• Aim
Pull out every line in the records below that contains the word "water", and copy each such line unchanged.
──────── Available data
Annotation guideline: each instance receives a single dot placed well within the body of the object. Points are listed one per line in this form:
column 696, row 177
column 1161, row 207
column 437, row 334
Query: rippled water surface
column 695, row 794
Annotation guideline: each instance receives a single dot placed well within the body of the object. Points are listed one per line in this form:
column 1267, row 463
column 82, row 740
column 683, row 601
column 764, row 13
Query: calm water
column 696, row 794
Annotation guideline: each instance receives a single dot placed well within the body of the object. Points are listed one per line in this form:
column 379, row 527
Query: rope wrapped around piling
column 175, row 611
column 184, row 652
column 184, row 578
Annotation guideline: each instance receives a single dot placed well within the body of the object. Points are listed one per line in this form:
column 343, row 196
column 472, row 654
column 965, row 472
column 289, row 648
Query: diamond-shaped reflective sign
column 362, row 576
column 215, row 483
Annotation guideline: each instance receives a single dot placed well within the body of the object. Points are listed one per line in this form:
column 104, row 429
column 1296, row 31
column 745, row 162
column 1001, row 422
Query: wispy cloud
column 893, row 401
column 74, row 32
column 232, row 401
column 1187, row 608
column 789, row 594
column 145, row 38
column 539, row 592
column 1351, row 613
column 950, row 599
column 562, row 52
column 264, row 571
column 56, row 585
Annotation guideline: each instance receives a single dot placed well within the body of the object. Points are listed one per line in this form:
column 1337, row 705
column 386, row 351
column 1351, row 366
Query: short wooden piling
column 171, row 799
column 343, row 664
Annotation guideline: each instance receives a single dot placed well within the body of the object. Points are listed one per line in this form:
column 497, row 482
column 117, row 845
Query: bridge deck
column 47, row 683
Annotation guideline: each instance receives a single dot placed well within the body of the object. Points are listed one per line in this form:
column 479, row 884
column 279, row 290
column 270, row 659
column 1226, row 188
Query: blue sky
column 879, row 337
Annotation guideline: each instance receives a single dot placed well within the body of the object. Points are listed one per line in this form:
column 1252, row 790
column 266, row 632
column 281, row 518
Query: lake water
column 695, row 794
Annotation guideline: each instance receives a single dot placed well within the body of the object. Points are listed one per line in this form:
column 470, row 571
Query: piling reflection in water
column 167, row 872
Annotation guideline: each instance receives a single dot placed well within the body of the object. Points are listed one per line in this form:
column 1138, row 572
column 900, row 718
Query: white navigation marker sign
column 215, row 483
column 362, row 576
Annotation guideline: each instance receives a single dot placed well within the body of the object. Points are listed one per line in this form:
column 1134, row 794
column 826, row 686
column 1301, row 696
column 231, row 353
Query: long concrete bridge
────────────────
• Expected answer
Query: rippled water surface
Query: calm water
Query: lake water
Query: piling reflection in water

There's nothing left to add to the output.